Ronald Plasterk, Dutch politician and current minister for Education, Culture and Science in the government of Harry Potter, sorry I mean Jan Peter Balkenende, has called for a single working language in the European Union.
In an interview with the NRC Handelsblatt, Plasterk says that "there is not a single serious international organisation where a single language isn't spoken, generally English. In science, business, sport, the army, art, in show business, " Ankara your votes please", nowhere else have you a circus in which 25 languages are translated in all different directions. Even at the European Central Bank they speak English; not because England is the boss, in fact there is only one member country where they speak English, and that is Ireland."
Being Dutch, Plasterk touches on a number of controversial subjects. Calling the Eurovision song contest show business is one. Calling for a single language for the EU institutions clearly (his main point and) another. Then there is the question of which language is spoken in Ireland. Ireland's first official language is actually Irish / Gaelic. It is also, presumably much to Plasterk's displeasure, the latest addition to the list of official EU languages.
I'm with Ronald on this one. I was slightly surprised by the Irish government's decision to request the possibility for Irish to be used at EU level. Ireland is an increasingly wealthy, self-confident nation, unphased by the past. It is now richer than its larger neighbour. In sport, it welcomed the old nemesis into the home of Gaelic games only last week and handed it the mother of all thrashings. Hell, an Irishman, Pierce Brosnan, has even played James Bond, the quintessential Englishman.
Despite all of this success, however, use of the the Irish language remains stagnant. It is a sad state of affairs, to be sure, but not one that is likely to be rectified by granting the people of Ireland the opportunity to request a copy of the Regulation to establish a common authorisation procedure for food additives, food enzymes and food flavourings.
Indeed, the European Commission's press release – stop yawning down the back - states that "currently, there are virtually no interpreters available who can work from Irish." Could it be any clearer that the life or death struggle for the language will be fought at home in Ireland? The (eventual) training of five translators to live and work in Brussels is not going to make the difference.

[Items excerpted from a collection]

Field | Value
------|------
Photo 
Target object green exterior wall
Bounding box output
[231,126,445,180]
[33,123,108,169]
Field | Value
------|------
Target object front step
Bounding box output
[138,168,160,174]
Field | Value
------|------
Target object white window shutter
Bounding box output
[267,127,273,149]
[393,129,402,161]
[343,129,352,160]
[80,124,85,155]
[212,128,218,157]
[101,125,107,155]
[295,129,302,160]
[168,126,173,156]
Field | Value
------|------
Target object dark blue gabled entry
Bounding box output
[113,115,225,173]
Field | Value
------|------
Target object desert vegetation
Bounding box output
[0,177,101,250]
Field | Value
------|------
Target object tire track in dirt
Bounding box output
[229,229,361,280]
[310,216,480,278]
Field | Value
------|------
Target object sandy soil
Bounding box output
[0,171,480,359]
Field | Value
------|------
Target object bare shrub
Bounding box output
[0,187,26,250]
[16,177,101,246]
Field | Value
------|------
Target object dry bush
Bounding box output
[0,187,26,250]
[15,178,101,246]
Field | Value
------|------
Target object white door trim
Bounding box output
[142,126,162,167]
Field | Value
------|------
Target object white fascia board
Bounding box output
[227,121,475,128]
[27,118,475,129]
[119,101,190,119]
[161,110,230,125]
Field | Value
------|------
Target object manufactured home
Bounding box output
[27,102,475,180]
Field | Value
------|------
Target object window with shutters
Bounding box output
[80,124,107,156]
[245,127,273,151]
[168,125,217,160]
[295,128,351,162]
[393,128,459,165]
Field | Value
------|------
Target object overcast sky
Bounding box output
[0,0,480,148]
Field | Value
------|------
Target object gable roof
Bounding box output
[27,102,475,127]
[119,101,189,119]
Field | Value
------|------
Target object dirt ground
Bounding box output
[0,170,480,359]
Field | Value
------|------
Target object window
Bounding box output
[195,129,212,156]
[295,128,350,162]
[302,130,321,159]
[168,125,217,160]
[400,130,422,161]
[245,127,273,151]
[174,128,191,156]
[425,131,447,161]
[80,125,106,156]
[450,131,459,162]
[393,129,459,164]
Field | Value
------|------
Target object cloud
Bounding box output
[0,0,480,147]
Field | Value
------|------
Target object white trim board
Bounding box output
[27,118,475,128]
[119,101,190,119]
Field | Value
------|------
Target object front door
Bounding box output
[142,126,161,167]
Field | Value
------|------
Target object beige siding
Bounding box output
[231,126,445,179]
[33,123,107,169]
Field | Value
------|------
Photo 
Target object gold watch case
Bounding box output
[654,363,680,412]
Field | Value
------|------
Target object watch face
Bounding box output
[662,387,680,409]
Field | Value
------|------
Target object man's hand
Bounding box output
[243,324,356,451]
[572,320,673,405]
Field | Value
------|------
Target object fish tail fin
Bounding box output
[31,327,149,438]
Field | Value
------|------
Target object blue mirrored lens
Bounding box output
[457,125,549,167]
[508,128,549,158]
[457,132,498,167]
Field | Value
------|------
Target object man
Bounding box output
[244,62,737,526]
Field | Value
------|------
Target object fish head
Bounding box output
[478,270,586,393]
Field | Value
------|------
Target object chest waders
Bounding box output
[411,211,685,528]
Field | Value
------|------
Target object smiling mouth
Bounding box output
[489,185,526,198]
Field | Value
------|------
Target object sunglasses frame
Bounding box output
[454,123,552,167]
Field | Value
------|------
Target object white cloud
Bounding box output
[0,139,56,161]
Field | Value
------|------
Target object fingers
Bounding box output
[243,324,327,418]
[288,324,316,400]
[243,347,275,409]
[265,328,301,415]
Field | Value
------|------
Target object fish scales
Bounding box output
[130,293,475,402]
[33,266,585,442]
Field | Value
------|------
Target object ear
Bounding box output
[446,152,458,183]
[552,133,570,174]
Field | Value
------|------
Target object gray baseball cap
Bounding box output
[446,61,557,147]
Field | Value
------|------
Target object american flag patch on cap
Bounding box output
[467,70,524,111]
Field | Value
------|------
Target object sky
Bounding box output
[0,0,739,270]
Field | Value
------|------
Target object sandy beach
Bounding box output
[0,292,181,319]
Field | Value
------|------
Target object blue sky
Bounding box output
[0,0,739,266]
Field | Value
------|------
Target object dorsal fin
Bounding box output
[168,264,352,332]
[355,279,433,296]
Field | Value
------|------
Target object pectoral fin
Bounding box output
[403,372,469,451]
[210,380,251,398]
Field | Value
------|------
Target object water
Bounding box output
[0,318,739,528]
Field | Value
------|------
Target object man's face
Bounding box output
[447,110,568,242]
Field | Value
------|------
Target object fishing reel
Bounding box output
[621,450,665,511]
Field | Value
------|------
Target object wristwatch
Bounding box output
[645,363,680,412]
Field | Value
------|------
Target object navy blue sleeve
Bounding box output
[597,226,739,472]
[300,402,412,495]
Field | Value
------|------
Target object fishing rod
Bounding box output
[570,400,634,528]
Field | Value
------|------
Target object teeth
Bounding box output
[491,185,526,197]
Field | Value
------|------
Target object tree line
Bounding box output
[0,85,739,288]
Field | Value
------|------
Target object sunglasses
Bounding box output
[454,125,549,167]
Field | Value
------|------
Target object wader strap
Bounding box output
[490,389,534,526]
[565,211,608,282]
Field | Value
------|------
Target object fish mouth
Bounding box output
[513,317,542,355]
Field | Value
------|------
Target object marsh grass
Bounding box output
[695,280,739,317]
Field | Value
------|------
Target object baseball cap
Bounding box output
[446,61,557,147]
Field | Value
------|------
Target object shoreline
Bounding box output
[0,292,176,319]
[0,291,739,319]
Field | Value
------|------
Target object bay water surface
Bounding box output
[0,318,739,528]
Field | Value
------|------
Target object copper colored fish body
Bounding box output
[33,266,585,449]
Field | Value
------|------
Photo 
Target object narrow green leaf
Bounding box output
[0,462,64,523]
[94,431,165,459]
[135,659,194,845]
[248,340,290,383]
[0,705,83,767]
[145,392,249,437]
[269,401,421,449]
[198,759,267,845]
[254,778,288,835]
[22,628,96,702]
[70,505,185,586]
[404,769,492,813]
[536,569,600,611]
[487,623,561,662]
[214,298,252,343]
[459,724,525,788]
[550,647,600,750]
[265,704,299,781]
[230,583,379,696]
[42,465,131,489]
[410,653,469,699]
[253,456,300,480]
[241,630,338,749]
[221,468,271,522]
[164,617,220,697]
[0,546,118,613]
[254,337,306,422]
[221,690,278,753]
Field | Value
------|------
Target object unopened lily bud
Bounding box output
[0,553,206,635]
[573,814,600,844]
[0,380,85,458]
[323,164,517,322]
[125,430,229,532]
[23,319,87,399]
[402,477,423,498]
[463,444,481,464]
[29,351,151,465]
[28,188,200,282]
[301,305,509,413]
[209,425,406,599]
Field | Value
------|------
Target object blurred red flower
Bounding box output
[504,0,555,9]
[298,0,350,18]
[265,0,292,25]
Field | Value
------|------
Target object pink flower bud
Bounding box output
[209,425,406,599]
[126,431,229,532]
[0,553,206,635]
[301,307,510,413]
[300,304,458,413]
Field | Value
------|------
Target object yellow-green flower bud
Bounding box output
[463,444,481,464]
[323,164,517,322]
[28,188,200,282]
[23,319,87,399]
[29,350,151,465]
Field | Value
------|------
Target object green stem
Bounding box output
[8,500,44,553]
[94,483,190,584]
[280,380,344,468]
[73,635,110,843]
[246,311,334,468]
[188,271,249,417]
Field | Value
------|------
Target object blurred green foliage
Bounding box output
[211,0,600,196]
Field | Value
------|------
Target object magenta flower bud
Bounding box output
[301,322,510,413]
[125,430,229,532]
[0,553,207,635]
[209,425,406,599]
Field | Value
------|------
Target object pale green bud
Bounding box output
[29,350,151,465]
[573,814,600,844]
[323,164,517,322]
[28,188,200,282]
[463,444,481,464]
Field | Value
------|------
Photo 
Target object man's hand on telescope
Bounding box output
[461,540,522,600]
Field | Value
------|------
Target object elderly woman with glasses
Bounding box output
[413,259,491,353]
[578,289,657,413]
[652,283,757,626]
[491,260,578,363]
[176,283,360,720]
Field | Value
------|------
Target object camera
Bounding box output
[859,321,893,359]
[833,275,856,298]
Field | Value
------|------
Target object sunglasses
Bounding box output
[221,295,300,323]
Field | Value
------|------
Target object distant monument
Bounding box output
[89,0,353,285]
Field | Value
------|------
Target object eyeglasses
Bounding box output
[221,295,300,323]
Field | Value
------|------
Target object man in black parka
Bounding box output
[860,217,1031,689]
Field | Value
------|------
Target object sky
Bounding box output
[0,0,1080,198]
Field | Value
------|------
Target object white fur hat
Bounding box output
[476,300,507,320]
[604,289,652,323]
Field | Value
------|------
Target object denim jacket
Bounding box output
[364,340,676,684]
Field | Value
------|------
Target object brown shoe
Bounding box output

*Exercise goal*
In the text on a single working language for the European Union, what does the European Commission's press release state about interpreters?

*Solution to the exercise*
It states that there are currently virtually no interpreters available who can work from Irish.